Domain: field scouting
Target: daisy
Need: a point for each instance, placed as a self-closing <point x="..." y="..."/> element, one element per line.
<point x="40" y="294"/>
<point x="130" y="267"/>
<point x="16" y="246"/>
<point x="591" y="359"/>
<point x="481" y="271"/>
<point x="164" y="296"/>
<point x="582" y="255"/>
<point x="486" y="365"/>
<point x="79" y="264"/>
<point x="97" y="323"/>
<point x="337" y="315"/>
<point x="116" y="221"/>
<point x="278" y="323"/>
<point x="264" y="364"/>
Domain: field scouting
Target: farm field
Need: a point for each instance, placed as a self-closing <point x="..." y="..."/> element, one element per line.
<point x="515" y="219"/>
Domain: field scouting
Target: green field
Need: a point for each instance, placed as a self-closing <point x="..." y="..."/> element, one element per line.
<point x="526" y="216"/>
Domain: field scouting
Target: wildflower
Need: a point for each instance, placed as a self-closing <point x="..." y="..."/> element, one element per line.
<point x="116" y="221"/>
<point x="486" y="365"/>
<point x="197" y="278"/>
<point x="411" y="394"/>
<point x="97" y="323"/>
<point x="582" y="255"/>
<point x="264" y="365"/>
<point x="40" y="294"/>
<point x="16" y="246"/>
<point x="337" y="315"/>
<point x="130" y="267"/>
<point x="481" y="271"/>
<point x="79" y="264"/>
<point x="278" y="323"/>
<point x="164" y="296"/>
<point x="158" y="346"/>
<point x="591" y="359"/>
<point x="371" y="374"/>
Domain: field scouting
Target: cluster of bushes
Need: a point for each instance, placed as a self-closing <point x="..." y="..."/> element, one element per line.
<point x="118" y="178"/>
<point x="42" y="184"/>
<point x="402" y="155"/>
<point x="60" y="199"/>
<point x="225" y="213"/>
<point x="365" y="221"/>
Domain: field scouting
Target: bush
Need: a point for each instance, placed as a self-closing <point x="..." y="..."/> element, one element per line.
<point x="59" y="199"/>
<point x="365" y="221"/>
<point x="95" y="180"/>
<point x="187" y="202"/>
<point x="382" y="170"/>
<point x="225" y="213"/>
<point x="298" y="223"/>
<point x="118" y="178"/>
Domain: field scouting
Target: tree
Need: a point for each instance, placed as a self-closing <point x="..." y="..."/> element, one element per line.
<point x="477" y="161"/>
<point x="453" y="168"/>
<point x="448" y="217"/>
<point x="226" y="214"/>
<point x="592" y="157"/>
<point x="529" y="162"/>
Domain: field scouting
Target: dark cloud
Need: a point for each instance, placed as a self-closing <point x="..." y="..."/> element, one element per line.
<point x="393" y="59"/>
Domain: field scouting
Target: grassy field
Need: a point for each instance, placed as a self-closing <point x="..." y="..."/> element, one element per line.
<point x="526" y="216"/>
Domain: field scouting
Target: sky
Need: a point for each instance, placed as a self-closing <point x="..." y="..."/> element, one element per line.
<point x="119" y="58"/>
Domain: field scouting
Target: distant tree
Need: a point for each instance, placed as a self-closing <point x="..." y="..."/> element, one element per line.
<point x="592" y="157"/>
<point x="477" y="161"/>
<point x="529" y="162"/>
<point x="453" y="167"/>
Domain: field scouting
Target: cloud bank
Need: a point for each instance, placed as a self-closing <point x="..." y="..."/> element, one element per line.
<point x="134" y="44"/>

==*==

### EXERCISE GOAL
Make an exact copy of every line in the data.

### TASK RESPONSE
Domain: field scouting
Target: daisy
Need: a point for each instance, placed as a self-closing <point x="..." y="..."/> element, one element per line.
<point x="40" y="294"/>
<point x="130" y="267"/>
<point x="16" y="246"/>
<point x="591" y="359"/>
<point x="481" y="271"/>
<point x="164" y="296"/>
<point x="582" y="255"/>
<point x="486" y="365"/>
<point x="79" y="264"/>
<point x="97" y="323"/>
<point x="337" y="315"/>
<point x="116" y="221"/>
<point x="278" y="323"/>
<point x="264" y="364"/>
Domain: field scouting
Target: farm field
Need: a point for each instance, placed as a self-closing <point x="..." y="..."/> element, one element per line.
<point x="515" y="219"/>
Domain: field scouting
Target: green field
Need: a point for each instance, placed as a self-closing <point x="..." y="..."/> element, one element per line.
<point x="526" y="216"/>
Domain: field scouting
Target: wildflower
Need: a point for each instance, placed as a self-closing <point x="..." y="..."/> element, one element per line.
<point x="116" y="221"/>
<point x="486" y="365"/>
<point x="197" y="278"/>
<point x="411" y="394"/>
<point x="97" y="323"/>
<point x="582" y="255"/>
<point x="264" y="365"/>
<point x="40" y="294"/>
<point x="16" y="246"/>
<point x="337" y="315"/>
<point x="130" y="267"/>
<point x="481" y="271"/>
<point x="79" y="264"/>
<point x="278" y="323"/>
<point x="164" y="296"/>
<point x="158" y="346"/>
<point x="591" y="359"/>
<point x="371" y="374"/>
Domain: field scouting
Target: cluster of bushes
Need: a point for each instance, placed as a self-closing <point x="..." y="..."/> element, one element per line.
<point x="118" y="178"/>
<point x="42" y="184"/>
<point x="402" y="155"/>
<point x="60" y="199"/>
<point x="225" y="213"/>
<point x="365" y="221"/>
Domain: field scouting
Target: bush
Need: a point for each instance, placed as a self-closing <point x="..." y="..."/> element, one element per line.
<point x="59" y="199"/>
<point x="365" y="221"/>
<point x="95" y="180"/>
<point x="187" y="202"/>
<point x="382" y="170"/>
<point x="225" y="213"/>
<point x="298" y="223"/>
<point x="118" y="178"/>
Domain: field scouting
Target: tree
Need: a point for each instance, placed as a self-closing <point x="..." y="..."/> element, one element per line.
<point x="477" y="161"/>
<point x="453" y="168"/>
<point x="448" y="217"/>
<point x="226" y="214"/>
<point x="592" y="157"/>
<point x="529" y="162"/>
Domain: field scouting
Target: dark cloud
Need: a point for each instance, placed as a self-closing <point x="..." y="..."/> element, one element per line.
<point x="393" y="59"/>
Domain: field scouting
Target: grassy field
Need: a point for each instance, placed as a self-closing <point x="..." y="..."/> element, one element per line.
<point x="526" y="216"/>
Domain: field scouting
Target: sky
Need: a point for each instance, placed as a self-closing <point x="..." y="..."/> element, one element per line.
<point x="119" y="58"/>
Domain: field scouting
Target: distant tree
Need: a point for each instance, placed as a self-closing <point x="..." y="..."/> element, one element per line.
<point x="592" y="157"/>
<point x="477" y="161"/>
<point x="529" y="162"/>
<point x="453" y="167"/>
Domain: field scouting
Target: cloud bank
Need: a point for each instance, placed as a self-closing <point x="..." y="..."/> element, one element per line.
<point x="134" y="44"/>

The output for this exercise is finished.